A bare number is the expected answer: the count of lines in the data holding "black".

(Stored data entries)
⁂
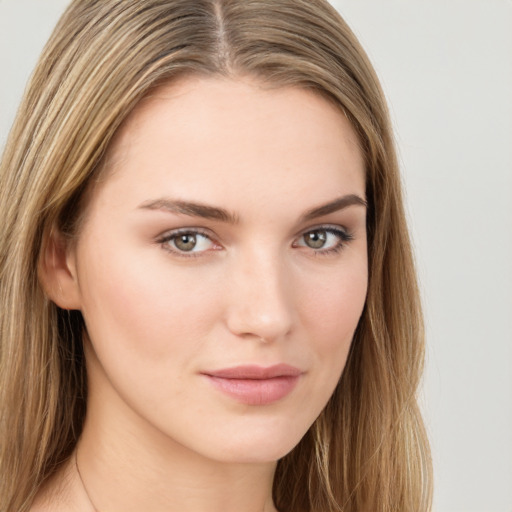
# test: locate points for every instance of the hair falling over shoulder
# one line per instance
(368, 450)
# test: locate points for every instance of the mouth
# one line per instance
(255, 385)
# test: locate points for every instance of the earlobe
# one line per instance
(57, 272)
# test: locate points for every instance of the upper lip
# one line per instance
(255, 372)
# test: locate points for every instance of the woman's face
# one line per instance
(222, 266)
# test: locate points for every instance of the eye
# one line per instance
(187, 242)
(324, 240)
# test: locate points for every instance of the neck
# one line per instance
(128, 466)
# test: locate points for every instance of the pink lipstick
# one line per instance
(255, 385)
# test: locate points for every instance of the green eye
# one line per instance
(186, 242)
(315, 239)
(325, 240)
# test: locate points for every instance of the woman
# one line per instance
(208, 294)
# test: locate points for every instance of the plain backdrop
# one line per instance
(446, 68)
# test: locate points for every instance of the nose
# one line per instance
(260, 295)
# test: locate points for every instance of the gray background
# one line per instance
(446, 67)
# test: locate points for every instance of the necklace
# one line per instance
(82, 482)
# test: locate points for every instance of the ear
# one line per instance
(57, 272)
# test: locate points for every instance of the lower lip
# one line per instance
(256, 391)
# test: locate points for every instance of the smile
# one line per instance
(255, 385)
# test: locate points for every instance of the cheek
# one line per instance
(331, 313)
(148, 308)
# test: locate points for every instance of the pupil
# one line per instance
(185, 242)
(316, 239)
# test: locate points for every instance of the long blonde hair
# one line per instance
(368, 449)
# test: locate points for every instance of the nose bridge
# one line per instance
(261, 302)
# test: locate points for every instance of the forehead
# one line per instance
(219, 140)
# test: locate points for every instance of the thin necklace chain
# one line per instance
(82, 482)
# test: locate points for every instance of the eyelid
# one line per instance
(345, 237)
(173, 233)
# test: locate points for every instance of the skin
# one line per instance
(158, 435)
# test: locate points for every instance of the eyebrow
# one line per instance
(215, 213)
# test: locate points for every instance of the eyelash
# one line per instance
(344, 238)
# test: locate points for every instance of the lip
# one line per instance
(255, 385)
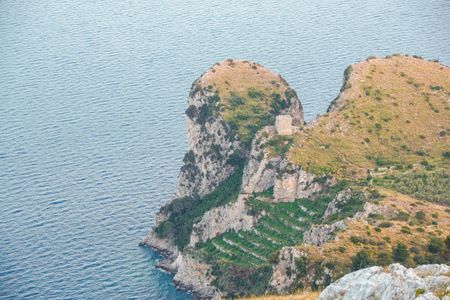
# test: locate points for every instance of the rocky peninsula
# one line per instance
(268, 204)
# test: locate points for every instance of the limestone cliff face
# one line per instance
(263, 171)
(209, 147)
(393, 282)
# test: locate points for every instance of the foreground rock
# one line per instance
(395, 282)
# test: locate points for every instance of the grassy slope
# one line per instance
(388, 116)
(394, 93)
(247, 94)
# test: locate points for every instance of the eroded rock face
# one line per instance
(318, 235)
(395, 282)
(333, 206)
(164, 247)
(209, 147)
(295, 183)
(233, 216)
(370, 208)
(262, 171)
(191, 276)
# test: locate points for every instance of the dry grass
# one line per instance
(390, 112)
(300, 296)
(238, 76)
(399, 202)
(247, 93)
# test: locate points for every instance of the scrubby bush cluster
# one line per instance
(432, 186)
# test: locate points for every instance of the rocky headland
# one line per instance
(269, 204)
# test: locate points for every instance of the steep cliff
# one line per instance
(256, 211)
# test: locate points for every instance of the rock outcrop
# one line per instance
(263, 171)
(395, 282)
(261, 168)
(333, 206)
(233, 216)
(210, 145)
(164, 247)
(191, 276)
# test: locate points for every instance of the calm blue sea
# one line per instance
(92, 127)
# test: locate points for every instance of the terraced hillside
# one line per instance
(367, 183)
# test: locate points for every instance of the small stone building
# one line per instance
(283, 124)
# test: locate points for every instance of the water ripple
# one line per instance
(92, 128)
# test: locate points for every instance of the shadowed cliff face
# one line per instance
(228, 104)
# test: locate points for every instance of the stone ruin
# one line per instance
(283, 124)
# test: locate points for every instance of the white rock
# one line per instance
(395, 282)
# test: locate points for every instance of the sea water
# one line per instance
(92, 126)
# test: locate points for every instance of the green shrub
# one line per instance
(400, 252)
(436, 245)
(420, 215)
(427, 185)
(362, 260)
(405, 230)
(385, 224)
(402, 216)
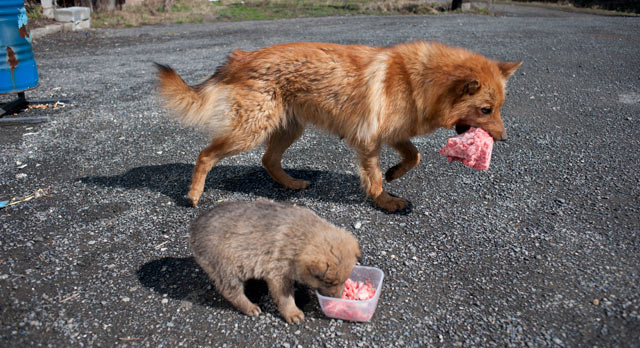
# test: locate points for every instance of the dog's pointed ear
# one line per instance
(508, 68)
(471, 87)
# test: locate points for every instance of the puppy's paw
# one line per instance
(293, 316)
(252, 310)
(390, 203)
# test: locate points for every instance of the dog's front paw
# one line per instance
(293, 316)
(194, 197)
(391, 204)
(393, 173)
(252, 310)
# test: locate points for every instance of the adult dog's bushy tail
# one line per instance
(201, 106)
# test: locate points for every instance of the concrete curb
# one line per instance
(72, 19)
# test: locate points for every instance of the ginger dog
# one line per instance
(238, 241)
(369, 96)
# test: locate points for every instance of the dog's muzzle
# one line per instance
(461, 128)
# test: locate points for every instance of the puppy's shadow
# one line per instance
(173, 180)
(182, 279)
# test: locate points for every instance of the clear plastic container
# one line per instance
(354, 310)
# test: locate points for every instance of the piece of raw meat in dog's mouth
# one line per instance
(473, 148)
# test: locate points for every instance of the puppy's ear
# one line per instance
(471, 87)
(508, 68)
(318, 269)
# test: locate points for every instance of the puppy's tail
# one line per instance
(204, 105)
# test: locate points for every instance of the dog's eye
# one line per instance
(486, 111)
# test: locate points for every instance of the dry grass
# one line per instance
(196, 11)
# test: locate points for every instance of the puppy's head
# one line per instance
(479, 95)
(326, 263)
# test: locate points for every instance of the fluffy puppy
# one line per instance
(369, 96)
(238, 241)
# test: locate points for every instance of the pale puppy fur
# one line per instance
(282, 244)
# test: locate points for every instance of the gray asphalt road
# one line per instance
(541, 250)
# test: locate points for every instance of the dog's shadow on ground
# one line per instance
(182, 279)
(174, 179)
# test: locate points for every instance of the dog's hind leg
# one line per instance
(234, 293)
(278, 143)
(282, 293)
(371, 177)
(410, 159)
(229, 145)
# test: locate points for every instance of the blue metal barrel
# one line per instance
(17, 66)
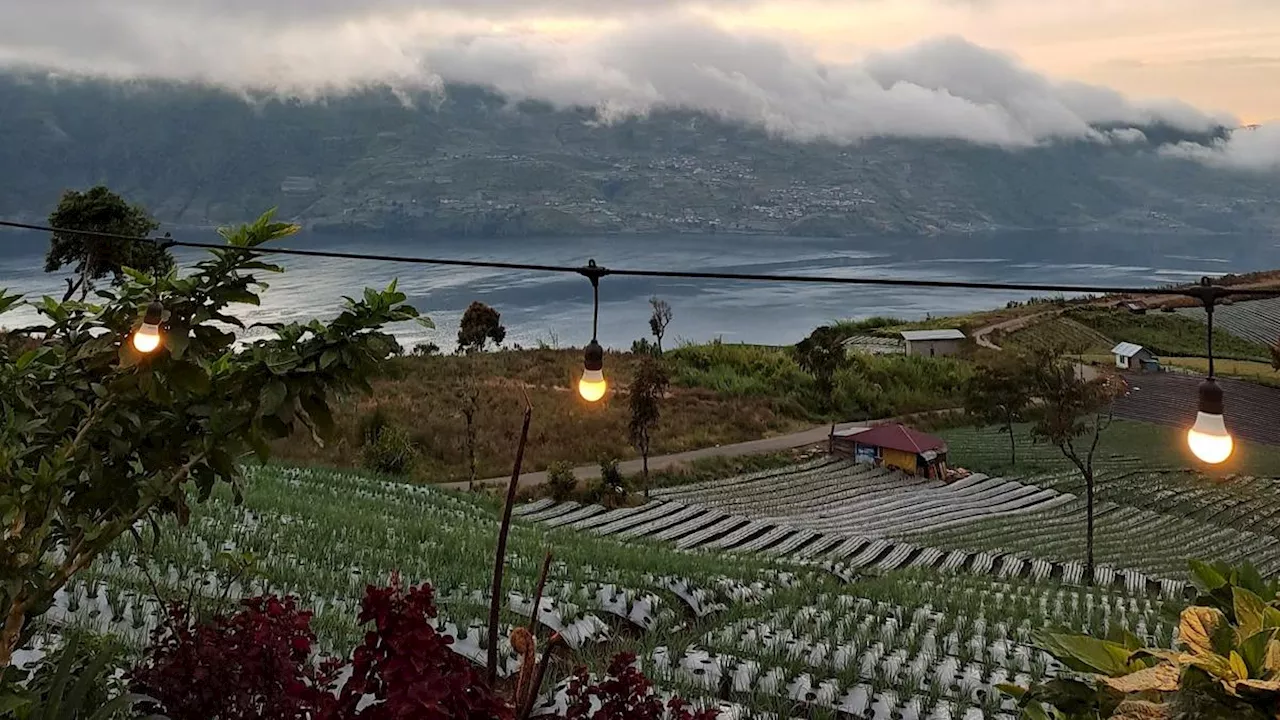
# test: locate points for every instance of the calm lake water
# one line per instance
(557, 308)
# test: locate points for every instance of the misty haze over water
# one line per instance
(557, 308)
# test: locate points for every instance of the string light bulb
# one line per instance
(593, 386)
(146, 338)
(1208, 438)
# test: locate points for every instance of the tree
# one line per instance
(97, 440)
(466, 391)
(999, 392)
(648, 388)
(821, 355)
(94, 258)
(480, 324)
(659, 319)
(1073, 415)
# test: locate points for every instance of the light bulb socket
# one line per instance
(1211, 397)
(593, 356)
(155, 313)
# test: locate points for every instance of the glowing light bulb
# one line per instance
(592, 386)
(146, 338)
(1208, 438)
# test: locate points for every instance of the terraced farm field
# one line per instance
(1252, 410)
(1255, 320)
(789, 630)
(1059, 331)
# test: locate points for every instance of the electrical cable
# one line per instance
(597, 272)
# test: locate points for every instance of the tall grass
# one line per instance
(873, 386)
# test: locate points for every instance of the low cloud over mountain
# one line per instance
(937, 89)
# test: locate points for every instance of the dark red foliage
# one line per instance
(252, 665)
(410, 668)
(625, 693)
(257, 665)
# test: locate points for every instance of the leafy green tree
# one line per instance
(97, 438)
(659, 319)
(94, 258)
(648, 388)
(821, 355)
(1074, 413)
(480, 324)
(999, 392)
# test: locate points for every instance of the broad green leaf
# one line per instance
(177, 342)
(1206, 575)
(1102, 656)
(1248, 611)
(272, 396)
(1270, 618)
(1197, 627)
(1253, 650)
(1238, 668)
(1271, 660)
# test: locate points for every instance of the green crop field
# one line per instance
(1166, 333)
(757, 634)
(1059, 332)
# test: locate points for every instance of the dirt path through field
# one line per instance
(813, 436)
(982, 335)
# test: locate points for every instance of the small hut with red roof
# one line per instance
(895, 446)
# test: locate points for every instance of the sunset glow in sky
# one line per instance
(997, 72)
(1219, 55)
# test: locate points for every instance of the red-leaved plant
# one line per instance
(408, 666)
(252, 665)
(625, 693)
(259, 664)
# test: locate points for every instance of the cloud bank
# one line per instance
(938, 89)
(1253, 149)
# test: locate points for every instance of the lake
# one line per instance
(556, 309)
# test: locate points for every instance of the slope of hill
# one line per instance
(469, 163)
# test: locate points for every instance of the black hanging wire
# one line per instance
(593, 355)
(593, 272)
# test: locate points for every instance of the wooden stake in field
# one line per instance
(501, 554)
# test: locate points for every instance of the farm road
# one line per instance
(803, 438)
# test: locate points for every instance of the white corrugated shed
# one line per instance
(1127, 350)
(918, 336)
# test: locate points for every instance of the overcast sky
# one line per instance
(1002, 72)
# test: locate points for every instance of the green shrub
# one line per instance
(561, 481)
(611, 488)
(644, 346)
(389, 451)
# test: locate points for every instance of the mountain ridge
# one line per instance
(469, 162)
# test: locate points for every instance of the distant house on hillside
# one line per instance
(895, 446)
(1130, 356)
(933, 342)
(298, 185)
(1136, 306)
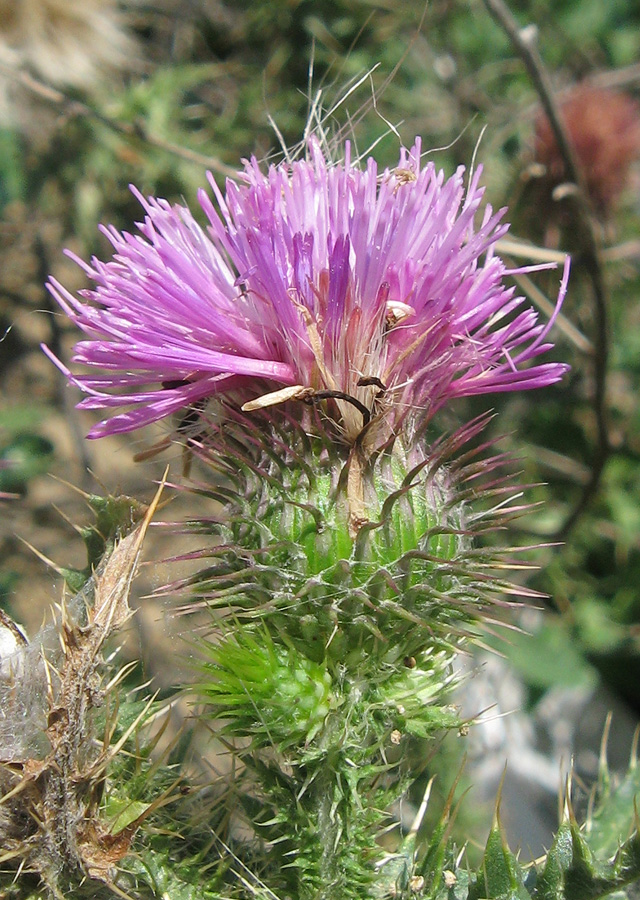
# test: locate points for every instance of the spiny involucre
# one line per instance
(377, 290)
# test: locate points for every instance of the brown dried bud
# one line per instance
(604, 129)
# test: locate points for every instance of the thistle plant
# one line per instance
(307, 339)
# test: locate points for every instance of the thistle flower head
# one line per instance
(375, 293)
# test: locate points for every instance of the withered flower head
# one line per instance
(604, 128)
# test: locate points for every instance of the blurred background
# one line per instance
(96, 94)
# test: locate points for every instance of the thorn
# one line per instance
(45, 559)
(496, 812)
(603, 767)
(633, 759)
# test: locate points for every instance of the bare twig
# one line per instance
(590, 257)
(132, 131)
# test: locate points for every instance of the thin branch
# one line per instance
(590, 256)
(132, 131)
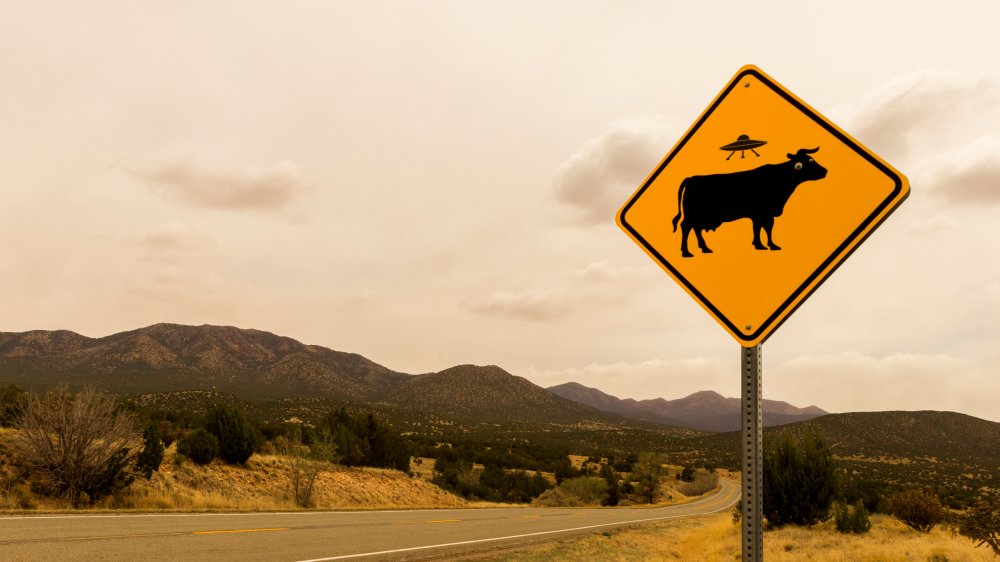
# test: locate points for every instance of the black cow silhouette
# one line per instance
(760, 194)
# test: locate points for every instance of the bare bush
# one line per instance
(307, 462)
(77, 444)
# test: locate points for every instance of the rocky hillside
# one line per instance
(954, 454)
(164, 357)
(173, 360)
(485, 392)
(707, 410)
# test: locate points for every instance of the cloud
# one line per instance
(598, 179)
(194, 184)
(603, 272)
(852, 381)
(890, 116)
(529, 305)
(969, 175)
(653, 378)
(172, 243)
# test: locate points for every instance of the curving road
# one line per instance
(314, 535)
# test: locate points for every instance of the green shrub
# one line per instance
(851, 519)
(699, 484)
(918, 510)
(238, 438)
(800, 481)
(981, 523)
(646, 473)
(200, 446)
(149, 458)
(589, 489)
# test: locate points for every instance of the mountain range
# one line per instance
(705, 410)
(183, 368)
(257, 365)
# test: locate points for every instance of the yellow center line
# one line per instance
(239, 531)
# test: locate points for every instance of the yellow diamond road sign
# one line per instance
(758, 203)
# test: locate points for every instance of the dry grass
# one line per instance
(715, 538)
(264, 484)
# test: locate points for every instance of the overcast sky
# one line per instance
(435, 183)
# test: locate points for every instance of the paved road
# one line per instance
(314, 536)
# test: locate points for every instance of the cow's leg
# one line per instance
(768, 225)
(701, 241)
(685, 230)
(756, 234)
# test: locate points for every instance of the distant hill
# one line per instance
(256, 365)
(167, 357)
(954, 454)
(473, 391)
(705, 410)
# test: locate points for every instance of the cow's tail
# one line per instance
(680, 205)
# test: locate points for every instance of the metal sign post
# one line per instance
(751, 447)
(832, 208)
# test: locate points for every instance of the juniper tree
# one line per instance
(238, 438)
(800, 481)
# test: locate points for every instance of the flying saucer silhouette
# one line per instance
(741, 145)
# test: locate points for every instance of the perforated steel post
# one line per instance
(751, 448)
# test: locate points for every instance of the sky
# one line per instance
(435, 183)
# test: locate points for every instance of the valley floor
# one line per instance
(714, 538)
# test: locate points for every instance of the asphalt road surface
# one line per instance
(319, 535)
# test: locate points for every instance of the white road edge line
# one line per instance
(494, 539)
(260, 513)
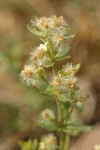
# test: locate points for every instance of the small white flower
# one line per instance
(43, 46)
(48, 114)
(97, 147)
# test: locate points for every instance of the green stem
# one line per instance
(58, 103)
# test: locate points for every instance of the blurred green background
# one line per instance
(19, 104)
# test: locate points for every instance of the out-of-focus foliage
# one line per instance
(17, 102)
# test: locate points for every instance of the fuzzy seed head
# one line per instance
(97, 147)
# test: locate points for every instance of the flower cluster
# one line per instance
(64, 80)
(97, 147)
(55, 36)
(52, 22)
(50, 51)
(30, 74)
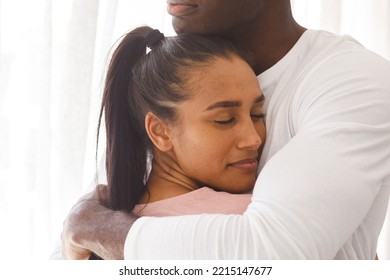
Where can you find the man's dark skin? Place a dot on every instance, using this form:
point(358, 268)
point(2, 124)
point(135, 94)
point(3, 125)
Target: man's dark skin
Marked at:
point(265, 28)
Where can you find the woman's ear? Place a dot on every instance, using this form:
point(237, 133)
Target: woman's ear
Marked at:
point(158, 131)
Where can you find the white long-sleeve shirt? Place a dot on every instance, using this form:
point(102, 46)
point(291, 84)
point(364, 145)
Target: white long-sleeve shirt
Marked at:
point(324, 184)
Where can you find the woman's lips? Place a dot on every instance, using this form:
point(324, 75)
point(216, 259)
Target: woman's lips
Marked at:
point(249, 164)
point(178, 8)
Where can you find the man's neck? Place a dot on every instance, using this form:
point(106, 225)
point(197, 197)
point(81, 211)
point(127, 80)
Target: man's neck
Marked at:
point(269, 41)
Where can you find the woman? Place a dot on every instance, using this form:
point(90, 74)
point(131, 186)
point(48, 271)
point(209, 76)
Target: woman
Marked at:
point(193, 106)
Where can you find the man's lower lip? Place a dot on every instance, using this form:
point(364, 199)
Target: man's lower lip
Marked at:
point(177, 10)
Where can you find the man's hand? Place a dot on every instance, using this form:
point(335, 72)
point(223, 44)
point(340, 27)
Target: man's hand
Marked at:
point(92, 227)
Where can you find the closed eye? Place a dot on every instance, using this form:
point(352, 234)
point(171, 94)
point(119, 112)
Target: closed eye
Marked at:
point(257, 117)
point(225, 122)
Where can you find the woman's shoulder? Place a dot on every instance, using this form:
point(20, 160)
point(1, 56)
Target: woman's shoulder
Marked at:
point(201, 201)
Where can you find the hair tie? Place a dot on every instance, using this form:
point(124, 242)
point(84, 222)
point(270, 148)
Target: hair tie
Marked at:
point(153, 38)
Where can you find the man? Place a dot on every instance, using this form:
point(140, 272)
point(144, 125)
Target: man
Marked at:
point(324, 185)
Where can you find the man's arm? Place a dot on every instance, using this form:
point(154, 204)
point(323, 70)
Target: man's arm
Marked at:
point(91, 227)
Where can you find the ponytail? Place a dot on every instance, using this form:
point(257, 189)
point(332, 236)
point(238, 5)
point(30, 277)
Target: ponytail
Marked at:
point(127, 141)
point(138, 82)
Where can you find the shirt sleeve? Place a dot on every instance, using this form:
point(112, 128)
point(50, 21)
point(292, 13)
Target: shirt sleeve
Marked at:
point(311, 195)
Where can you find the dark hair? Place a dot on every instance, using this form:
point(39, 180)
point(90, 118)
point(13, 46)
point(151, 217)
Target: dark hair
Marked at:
point(138, 82)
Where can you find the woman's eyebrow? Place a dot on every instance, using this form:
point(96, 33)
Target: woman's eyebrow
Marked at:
point(259, 99)
point(223, 104)
point(229, 104)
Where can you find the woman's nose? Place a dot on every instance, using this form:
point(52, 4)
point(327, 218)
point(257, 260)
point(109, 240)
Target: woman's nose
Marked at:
point(249, 138)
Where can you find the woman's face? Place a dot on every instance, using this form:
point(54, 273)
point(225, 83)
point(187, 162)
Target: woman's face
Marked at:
point(221, 130)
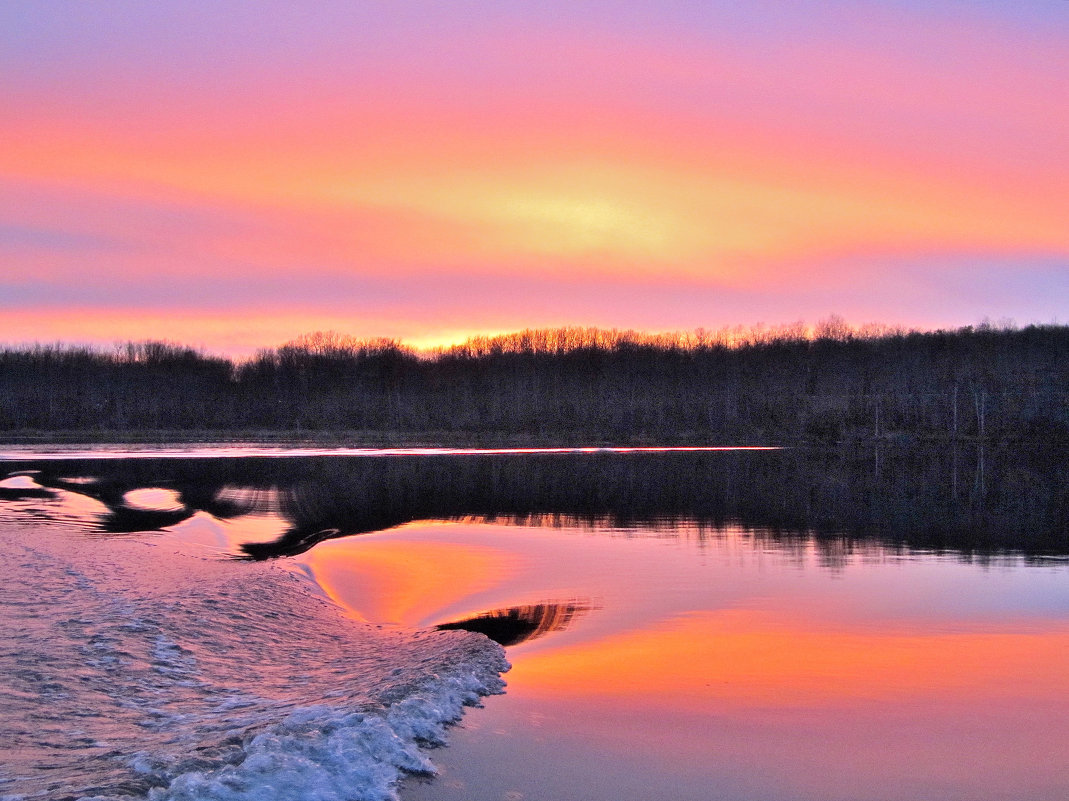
⁂
| RESPONSE BELOW |
2